SUPPLIED TEXT below:
In a letter to shareholders, chairman Robert Ingram said the offer – which was rejected unanimously by the board – “fails to properly value the high margin cash flow” generated by its multiple sclerosis drug Tsyabri.
Ingram said, “Given the unique regulatory construct around both the marketing and medical education and the efficacy and safety dynamics for patients, it is our view that the Tysabri asset will exist far beyond its patent life, thus further increasing, potentially dramatically, the embedded cash flow value of the asset.”
He also pointed out that the offer of $11.25 per share includes a “poorly defined” $1m contingency payment that may not ultimately be paid.
“Your board believes the Royalty Pharma offer grossly undervalues the company’s current cash flow, business and financial platform and future business opportunities,” added Ingram.
End of SUPPLIED TEXT.
• [ASSIGNMENT 1]: From the report on the board's rejection of the Royalty Pharma offer, list every passage that appears inside quotation marks.
• [ASSIGNMENT 2]: Write the next few sentences of the report on the board's rejection of the Royalty Pharma offer, picking up after its final sentence.
SUPPLIED INFORMATION below:
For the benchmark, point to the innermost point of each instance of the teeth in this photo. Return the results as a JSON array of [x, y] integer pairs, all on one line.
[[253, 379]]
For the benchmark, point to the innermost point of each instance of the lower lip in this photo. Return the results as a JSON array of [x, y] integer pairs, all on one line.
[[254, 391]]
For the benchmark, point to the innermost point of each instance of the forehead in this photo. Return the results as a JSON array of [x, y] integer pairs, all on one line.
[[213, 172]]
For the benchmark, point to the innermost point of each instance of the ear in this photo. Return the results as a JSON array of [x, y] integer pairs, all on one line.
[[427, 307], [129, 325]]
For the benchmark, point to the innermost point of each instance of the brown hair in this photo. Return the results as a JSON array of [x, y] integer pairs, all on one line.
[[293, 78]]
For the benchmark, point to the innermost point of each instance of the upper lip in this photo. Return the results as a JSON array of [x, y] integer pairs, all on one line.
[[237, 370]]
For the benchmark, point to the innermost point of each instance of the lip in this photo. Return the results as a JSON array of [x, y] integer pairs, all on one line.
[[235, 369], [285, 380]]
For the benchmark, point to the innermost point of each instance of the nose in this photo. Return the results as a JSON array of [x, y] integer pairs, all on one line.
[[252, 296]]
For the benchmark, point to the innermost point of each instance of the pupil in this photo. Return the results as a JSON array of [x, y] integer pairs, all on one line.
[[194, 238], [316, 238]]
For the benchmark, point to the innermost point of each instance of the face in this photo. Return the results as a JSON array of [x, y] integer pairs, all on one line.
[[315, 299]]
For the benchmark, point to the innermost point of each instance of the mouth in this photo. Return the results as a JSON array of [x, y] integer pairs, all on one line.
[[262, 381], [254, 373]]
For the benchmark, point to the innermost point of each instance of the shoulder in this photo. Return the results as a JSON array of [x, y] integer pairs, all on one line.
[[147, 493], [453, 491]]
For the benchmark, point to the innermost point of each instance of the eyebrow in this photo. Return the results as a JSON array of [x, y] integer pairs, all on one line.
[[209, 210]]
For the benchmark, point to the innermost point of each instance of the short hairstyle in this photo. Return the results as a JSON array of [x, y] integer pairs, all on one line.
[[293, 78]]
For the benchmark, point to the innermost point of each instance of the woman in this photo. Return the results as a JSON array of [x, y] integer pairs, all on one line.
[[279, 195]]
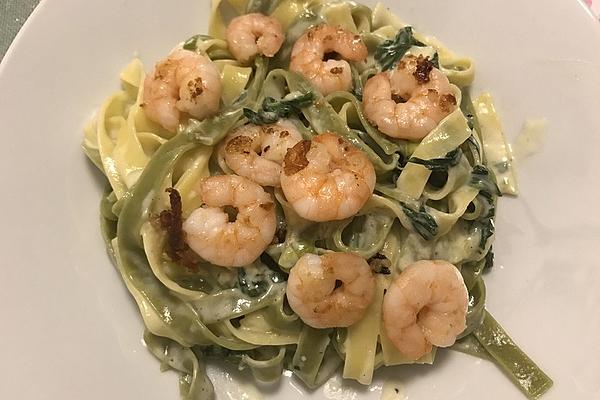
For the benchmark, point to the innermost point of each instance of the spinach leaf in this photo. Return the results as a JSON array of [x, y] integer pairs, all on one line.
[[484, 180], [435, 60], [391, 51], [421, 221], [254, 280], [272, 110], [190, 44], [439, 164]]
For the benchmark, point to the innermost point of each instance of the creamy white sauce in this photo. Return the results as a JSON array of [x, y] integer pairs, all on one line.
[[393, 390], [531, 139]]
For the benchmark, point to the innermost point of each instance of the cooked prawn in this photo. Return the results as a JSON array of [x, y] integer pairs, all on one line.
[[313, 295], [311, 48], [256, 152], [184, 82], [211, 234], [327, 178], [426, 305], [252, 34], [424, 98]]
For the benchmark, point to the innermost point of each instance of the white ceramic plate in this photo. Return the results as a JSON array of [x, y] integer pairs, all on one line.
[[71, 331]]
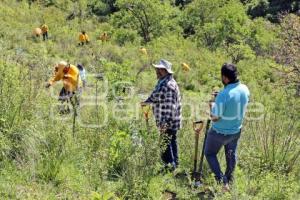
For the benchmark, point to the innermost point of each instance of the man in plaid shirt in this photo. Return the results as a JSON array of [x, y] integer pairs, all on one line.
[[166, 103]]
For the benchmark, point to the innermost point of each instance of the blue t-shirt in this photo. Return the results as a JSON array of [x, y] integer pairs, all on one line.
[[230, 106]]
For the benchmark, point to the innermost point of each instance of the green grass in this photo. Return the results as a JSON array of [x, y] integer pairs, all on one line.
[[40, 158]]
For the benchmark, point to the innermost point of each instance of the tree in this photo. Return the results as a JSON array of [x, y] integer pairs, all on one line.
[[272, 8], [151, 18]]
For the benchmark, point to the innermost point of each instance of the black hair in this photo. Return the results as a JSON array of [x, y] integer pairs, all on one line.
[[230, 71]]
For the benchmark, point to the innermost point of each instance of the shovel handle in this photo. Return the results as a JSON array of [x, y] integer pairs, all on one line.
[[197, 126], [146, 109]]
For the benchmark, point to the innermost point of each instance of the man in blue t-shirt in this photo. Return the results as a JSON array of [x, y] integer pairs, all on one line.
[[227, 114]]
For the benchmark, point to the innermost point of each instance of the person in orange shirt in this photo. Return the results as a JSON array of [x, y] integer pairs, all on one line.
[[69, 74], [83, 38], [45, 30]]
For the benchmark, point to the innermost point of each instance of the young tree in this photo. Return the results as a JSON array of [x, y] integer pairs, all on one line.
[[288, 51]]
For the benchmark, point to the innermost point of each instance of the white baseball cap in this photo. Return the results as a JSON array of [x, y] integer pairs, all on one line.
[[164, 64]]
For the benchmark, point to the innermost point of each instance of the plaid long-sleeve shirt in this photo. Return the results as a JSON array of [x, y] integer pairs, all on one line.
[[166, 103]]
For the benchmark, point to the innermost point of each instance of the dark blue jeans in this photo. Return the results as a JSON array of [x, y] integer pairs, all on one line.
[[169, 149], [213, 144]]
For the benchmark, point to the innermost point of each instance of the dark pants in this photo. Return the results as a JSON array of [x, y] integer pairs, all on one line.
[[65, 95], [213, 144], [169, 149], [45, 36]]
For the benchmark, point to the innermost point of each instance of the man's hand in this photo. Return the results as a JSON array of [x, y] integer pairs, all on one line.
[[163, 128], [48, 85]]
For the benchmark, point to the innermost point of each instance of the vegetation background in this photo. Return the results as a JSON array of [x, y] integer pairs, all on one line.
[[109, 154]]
End of SUPPLIED INFORMATION.
• [TASK RESULT 1]:
1. "fails to properly value the high margin cash flow"
2. "Given the unique regulatory construct around both the marketing and medical education and the efficacy and safety dynamics for patients, it is our view that the Tysabri asset will exist far beyond its patent life, thus further increasing, potentially dramatically, the embedded cash flow value of the asset."
3. "poorly defined"
4. "Your board believes the Royalty Pharma offer grossly undervalues the company's current cash flow, business and financial platform and future business opportunities,"

• [TASK RESULT 2]:
“The Royalty Pharma offer is simply not in the tactical or strategic interests of Elan’s shareholders.
“Consequently, your board strongly and unequivocally recommends that you take no action with regard to the Royalty Pharma offer.”
Earlier this week Elan bought a 21 per cent stake in future royalties on four drugs jointly developed by biopharmaceutical company Theravance and GlaxoSmithKline. The deal was seen as an attempt to fend off Royalty Pharma’s bid as it may not be interested in the Theravance assets.